═══ Dataset entries ═══

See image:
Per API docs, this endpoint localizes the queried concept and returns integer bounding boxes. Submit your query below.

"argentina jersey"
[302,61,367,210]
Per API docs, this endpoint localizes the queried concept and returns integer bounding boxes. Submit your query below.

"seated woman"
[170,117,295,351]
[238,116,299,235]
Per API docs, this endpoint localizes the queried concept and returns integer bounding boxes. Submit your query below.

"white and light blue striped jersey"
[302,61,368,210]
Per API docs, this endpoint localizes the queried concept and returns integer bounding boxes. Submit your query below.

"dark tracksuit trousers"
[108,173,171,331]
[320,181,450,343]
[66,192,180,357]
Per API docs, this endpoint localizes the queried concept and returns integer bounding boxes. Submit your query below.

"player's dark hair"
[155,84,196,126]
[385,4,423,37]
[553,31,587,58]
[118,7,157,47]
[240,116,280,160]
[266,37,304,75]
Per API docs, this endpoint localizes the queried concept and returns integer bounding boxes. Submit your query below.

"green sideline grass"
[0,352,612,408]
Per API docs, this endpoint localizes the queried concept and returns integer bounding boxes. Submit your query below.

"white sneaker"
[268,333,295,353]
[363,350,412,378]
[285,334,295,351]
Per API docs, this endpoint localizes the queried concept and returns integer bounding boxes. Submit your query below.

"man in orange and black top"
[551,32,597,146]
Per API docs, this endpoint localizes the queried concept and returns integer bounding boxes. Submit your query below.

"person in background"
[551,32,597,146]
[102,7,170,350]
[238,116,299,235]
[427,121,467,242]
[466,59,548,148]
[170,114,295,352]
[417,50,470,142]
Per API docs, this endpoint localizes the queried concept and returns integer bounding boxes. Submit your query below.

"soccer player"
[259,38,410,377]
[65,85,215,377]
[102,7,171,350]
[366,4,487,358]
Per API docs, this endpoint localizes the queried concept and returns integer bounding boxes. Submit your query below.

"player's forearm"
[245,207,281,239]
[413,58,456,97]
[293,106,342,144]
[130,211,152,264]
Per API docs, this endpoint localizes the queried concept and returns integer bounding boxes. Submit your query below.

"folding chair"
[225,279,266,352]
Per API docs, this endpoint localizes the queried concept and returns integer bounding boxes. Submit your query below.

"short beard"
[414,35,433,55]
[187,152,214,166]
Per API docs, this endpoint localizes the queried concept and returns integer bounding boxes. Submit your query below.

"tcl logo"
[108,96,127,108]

═══

### What this task involves
Please extract every line of the listing above and reproduce each one verbatim.

### Solution to this exercise
See image:
Per API docs, this endpoint localizes the queried concept and returns integer bounding boxes. Submit your query below.

"argentina jersey"
[302,61,367,210]
Per API docs, this endpoint localizes the queried concept and returns integer bounding boxes. Submit your query below.

"seated woman"
[170,117,295,351]
[238,116,299,235]
Per API docs, this endpoint localizes the queried concept and returns integer bounding boxes. Submit your query below.

"white and light blue striped jersey"
[302,61,368,210]
Per API docs, this endpoint localizes the queried concept and returns integer bounding boxes. Submit your query below.

"dark tracksuit trousers"
[108,173,171,331]
[320,181,450,343]
[66,192,180,357]
Per API docs, this endpoint localizes the queried concept and returns integer bounding boxes. Submit your query below.

"player's dark hair"
[155,84,196,126]
[385,4,423,37]
[553,31,587,58]
[118,7,157,47]
[240,116,280,160]
[266,37,304,75]
Per API docs, this endpoint localizes the queried concept and returns integer bounding boxes. Submit your query below.

"green sideline grass"
[0,352,612,408]
Per API docs, this endpoint localizes the queried concept and returns integer bounding boxes. Submit your query below.

"white sneaker"
[268,333,295,353]
[363,350,412,378]
[285,334,295,351]
Per API docs, this endpoint localizes the queried concept and returns integer bounding boxes. Submit your query below.

"man in orange and black top"
[551,32,597,146]
Per API docs, this endpoint localizes the queried concept and returns integer bounding boxes. Submit your query below.

"person in background"
[551,32,597,146]
[102,7,170,350]
[238,116,299,235]
[427,121,467,242]
[466,59,548,148]
[170,114,295,352]
[417,50,470,142]
Per API docs, this endpoint localizes the queried concept and returns integer bounding boxes. Submit your query below.

"soccer player"
[259,38,410,377]
[65,85,215,377]
[102,7,171,350]
[366,4,487,358]
Per API docs, this endpoint localizes the queried concept and returns integer bounding boxes. Submit your query below.

"player's forearm"
[245,207,281,239]
[413,58,456,97]
[293,106,342,144]
[130,211,152,264]
Per API docs, this endpoint localizes the queried concept and returns integer bounding boxes. Submit your query below.

"folding chair"
[225,279,266,352]
Per API docs, this endpoint localizes the queried concept and returns integer bounding boxes. Submit your query below.

"short beard"
[414,35,433,55]
[187,152,214,166]
Per API docs, this endpoint localizes the queried concept and returns integer bounding boxes. Submit your query below.

"tcl logo"
[108,96,127,108]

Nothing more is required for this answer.